(Exercise objective):
Can you rewrite the listing below from the line with "Q: In the image above, where is the grass" up to and including its final line, keeping every line, requests included, but multiplying each bounding-box coordinate in the answers by 1.1 and rounding to whole numbers, with halves rounded up? Leave the numbers in the requests and their sample arrays unchanged.

Region annotation entries:
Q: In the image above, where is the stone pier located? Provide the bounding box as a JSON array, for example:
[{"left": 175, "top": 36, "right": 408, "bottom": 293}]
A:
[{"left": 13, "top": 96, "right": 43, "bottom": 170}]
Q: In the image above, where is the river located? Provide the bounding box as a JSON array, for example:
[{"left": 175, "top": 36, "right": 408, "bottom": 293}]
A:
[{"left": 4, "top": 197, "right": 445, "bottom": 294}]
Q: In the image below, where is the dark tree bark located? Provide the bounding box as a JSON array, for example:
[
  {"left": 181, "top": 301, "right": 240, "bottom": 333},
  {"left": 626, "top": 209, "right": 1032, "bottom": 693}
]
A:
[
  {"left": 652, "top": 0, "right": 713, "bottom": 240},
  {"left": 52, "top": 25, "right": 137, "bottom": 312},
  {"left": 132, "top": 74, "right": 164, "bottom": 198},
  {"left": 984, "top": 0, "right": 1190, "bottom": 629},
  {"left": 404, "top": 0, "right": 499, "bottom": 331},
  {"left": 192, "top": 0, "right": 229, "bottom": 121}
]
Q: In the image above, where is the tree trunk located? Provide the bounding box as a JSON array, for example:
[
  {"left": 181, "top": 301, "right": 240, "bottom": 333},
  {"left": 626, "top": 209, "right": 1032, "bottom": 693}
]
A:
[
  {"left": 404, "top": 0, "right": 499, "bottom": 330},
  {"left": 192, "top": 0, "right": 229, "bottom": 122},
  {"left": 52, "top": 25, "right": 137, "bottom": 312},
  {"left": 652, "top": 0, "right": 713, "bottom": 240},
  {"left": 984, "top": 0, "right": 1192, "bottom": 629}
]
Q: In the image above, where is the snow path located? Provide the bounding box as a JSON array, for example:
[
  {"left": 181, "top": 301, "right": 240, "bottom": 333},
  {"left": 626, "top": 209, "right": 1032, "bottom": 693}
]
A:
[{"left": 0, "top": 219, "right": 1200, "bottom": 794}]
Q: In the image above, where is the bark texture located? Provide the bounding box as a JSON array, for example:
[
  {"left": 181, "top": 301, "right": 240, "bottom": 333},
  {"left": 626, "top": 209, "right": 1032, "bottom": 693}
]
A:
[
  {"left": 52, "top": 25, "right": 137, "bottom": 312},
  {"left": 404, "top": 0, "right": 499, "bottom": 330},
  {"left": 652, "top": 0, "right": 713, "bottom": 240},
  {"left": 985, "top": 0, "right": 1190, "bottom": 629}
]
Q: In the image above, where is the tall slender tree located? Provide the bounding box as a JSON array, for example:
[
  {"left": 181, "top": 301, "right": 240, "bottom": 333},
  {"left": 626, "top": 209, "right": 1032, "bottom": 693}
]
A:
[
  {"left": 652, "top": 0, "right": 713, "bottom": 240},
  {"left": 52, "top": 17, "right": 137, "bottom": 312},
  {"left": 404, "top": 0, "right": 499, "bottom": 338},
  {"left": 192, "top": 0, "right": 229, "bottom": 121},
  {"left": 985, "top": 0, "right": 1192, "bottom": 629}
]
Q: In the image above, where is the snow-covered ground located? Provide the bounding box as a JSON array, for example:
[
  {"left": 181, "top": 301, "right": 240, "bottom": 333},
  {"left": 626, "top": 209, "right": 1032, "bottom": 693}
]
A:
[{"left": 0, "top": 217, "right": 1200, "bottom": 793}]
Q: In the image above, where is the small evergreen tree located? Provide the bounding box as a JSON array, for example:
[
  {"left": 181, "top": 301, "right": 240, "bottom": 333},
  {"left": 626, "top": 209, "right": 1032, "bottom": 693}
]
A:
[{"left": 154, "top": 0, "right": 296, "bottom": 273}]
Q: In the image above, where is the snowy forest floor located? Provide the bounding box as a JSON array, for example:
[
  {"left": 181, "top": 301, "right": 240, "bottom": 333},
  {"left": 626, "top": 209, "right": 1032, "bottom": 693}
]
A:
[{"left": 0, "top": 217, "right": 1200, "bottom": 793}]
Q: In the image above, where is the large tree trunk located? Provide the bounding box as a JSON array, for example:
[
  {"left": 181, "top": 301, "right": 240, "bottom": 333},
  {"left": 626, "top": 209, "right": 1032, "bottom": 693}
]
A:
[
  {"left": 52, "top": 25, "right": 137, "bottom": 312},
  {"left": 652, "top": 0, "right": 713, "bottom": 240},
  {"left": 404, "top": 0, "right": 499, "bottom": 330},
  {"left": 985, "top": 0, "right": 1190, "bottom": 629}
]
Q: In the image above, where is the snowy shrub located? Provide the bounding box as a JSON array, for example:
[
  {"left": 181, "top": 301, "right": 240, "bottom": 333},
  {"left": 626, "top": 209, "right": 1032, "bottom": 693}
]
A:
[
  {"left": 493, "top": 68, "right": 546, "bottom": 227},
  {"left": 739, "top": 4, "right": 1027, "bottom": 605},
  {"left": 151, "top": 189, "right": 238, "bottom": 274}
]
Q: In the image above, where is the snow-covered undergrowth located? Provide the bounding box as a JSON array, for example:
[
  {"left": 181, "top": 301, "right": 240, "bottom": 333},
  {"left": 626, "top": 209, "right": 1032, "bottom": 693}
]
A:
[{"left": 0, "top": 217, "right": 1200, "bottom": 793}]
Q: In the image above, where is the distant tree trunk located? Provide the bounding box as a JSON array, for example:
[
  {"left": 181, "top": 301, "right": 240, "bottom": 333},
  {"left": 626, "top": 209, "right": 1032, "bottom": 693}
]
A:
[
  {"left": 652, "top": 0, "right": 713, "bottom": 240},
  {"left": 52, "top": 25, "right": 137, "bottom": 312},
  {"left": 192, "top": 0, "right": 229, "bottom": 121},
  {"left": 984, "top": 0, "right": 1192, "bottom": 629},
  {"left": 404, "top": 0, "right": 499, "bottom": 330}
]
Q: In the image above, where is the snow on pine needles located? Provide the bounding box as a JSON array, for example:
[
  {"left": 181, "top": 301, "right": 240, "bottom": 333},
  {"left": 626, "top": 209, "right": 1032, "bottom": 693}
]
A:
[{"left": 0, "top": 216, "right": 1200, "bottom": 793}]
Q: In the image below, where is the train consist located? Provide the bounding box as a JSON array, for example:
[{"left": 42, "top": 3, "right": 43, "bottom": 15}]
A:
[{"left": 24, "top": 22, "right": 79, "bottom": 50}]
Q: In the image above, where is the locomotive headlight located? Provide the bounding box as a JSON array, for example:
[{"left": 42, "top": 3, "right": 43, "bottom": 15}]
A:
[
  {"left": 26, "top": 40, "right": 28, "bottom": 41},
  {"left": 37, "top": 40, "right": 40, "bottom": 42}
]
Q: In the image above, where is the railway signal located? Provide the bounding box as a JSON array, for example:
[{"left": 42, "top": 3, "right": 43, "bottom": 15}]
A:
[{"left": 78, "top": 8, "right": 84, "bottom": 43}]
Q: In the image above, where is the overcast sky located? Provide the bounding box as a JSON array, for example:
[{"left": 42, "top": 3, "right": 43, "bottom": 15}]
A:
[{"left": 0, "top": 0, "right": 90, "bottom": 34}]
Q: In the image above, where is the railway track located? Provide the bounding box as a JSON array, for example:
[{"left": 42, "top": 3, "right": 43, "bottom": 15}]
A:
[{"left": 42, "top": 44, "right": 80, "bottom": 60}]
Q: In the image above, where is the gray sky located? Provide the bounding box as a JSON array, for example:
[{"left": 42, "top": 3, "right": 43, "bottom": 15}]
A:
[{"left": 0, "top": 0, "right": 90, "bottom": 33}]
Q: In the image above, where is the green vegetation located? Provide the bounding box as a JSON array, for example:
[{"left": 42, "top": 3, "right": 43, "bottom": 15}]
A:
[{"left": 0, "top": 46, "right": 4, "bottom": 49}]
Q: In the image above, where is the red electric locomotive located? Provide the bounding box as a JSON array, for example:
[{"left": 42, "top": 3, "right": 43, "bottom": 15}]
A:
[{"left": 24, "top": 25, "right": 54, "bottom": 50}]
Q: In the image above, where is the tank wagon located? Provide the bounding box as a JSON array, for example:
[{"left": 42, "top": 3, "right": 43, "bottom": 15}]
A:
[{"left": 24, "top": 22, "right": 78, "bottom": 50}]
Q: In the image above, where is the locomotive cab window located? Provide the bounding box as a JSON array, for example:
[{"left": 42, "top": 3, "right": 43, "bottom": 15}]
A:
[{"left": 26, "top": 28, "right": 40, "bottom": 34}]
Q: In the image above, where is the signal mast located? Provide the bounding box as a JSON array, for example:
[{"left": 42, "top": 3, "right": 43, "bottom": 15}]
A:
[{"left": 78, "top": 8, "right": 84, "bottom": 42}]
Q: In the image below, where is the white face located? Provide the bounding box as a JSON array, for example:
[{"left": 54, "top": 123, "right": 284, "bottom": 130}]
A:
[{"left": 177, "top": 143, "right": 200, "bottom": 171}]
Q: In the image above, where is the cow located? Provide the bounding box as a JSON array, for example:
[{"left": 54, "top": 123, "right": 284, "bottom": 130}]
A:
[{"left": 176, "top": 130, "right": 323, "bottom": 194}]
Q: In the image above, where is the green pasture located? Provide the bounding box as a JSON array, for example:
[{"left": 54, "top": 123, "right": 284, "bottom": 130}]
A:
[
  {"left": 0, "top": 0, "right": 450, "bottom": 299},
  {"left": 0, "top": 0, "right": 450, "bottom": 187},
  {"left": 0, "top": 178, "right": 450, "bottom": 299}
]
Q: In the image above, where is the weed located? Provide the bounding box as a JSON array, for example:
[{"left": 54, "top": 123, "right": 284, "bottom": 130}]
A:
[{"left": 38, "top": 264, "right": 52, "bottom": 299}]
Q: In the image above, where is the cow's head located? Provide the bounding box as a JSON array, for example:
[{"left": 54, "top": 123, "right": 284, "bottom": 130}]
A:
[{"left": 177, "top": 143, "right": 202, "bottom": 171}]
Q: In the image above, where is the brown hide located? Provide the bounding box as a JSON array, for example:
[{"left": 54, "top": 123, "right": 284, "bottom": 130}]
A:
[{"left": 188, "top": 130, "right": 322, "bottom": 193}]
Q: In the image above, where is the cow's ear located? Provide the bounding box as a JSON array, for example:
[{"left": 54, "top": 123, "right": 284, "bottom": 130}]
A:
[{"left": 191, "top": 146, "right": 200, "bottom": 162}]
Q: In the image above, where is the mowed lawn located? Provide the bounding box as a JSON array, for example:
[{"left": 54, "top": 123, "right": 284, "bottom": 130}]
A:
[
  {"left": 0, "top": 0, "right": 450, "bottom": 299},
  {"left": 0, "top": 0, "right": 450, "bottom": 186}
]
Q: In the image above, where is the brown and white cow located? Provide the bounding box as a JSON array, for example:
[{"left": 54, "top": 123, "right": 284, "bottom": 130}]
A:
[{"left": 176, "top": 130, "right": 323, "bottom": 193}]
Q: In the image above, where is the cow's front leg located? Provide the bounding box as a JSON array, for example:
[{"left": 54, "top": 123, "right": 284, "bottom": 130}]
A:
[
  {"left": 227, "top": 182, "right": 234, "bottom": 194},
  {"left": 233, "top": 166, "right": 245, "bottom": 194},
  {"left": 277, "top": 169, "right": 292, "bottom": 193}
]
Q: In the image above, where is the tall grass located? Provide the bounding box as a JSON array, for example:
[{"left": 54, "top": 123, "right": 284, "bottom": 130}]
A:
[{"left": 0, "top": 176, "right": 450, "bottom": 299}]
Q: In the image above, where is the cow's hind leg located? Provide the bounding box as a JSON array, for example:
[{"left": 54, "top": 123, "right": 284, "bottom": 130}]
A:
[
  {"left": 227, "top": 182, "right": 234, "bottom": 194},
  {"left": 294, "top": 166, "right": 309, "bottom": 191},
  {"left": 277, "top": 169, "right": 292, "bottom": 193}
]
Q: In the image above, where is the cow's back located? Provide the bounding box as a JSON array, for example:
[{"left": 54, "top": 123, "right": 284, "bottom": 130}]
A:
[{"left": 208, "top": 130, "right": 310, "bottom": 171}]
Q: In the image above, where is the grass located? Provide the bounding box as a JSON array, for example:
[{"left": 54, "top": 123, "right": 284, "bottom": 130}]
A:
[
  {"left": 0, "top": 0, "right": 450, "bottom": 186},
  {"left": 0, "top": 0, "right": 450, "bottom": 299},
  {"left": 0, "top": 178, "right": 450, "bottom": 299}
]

(Worked answer):
Q: In the image above, where is the grass located? Provide the bounding box as a JSON array, for example:
[{"left": 54, "top": 123, "right": 284, "bottom": 130}]
A:
[
  {"left": 0, "top": 0, "right": 495, "bottom": 205},
  {"left": 0, "top": 0, "right": 495, "bottom": 329},
  {"left": 0, "top": 196, "right": 495, "bottom": 329}
]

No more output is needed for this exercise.